### Requirement
Can you rewrite the rows below with every "single dot" changed to "single point" and nothing else altered?

### Records provided
● ● ● ●

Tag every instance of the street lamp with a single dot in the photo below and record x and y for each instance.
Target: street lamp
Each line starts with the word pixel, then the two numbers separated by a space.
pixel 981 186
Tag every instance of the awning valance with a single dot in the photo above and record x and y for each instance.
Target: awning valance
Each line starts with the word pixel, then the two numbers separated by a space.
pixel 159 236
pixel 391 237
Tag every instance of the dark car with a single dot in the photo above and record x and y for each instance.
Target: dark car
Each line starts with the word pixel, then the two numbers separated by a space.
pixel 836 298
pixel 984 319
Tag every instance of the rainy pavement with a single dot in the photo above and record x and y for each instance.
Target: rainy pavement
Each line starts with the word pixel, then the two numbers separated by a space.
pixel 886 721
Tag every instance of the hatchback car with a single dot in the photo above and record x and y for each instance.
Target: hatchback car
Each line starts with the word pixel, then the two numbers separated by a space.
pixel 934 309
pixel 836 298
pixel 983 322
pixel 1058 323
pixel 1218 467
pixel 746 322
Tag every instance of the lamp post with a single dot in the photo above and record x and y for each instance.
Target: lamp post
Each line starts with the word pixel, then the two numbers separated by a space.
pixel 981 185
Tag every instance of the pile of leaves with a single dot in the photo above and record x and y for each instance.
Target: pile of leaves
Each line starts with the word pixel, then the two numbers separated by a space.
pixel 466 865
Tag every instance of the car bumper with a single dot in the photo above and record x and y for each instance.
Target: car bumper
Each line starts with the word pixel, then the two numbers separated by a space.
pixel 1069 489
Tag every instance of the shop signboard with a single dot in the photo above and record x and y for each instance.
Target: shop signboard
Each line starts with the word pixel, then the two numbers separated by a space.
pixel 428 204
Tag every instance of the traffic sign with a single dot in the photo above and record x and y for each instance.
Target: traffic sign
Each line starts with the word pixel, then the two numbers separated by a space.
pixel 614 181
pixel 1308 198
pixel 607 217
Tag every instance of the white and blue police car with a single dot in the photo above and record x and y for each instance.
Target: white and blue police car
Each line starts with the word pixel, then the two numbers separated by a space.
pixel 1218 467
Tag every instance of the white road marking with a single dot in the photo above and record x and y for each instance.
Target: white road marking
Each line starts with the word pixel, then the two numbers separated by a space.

● ● ● ●

### Correct result
Tag every instance of the street lamp with a single point in the photo below and record x and y for each instance.
Target: street lamp
Each line starts with the word pixel, then the two numbers separated by a space.
pixel 981 186
Tag every instance of the awning valance with a single point in the photo above and record x and y for each instance.
Target: awning valance
Each line starts with the word pixel, then the two numbers separated by a space.
pixel 159 236
pixel 391 237
Tag every instance of the dark car with a single point in the photo above and record x and y for each instance.
Target: dark car
Each line starts with the word pixel, then the two numbers separated by a space.
pixel 836 298
pixel 984 319
Tag every instance of the rainy pavement with a single point in the photo above and record x and y for each instance.
Target: rainy pavement
Each line starts with the word pixel, then the two numbers separated by a space.
pixel 886 721
Tag every instance of the hatchback car with a single point in the photo above and record x and y for each instance.
Target: hatchback car
Each line starts with the word pixel, then the two numbers separated by a space.
pixel 934 309
pixel 836 298
pixel 983 322
pixel 1058 323
pixel 1218 467
pixel 746 322
Tag every instance of the lamp post with a single point in the photo above and record x and y for each instance.
Target: lamp post
Each line starts with the word pixel, then the two numbers separated by a space.
pixel 981 185
Tag every instance of the pile of leaves with a single point in the photo above and record x and y for each instance.
Target: pile of leaves
Each line starts with the word pixel, then the two numbers separated by a space.
pixel 466 865
Tag every instance of the car bumper with a single point in the photo above and record x and y for each instance.
Target: car bumper
Each line starts with the word pixel, then the two numbers separated by a space.
pixel 1069 489
Tag every instance of the shop signboard with a single point in the photo above and record x and y for each instance.
Target: shop signboard
Each line starts with the word pixel, then the two numbers separated by a space.
pixel 428 204
Tag every instance of the traffic sign with a single point in the photo above and record x and y for each instance.
Target: traffic sign
Each line starts with the word pixel, then the two numbers separated by a space.
pixel 614 181
pixel 1308 198
pixel 607 217
Tag every instance of the white and blue police car with a single point in the photo above and record x and y for each instance.
Target: white and blue police car
Each line starts with the word pixel, then the two numbers separated by a space.
pixel 1218 467
Tag every instance of the white road marking with a single point in the photo above and record x and y for each instance.
Target: white road marking
Each line starts with the word pixel, then the two numbers separated by a space.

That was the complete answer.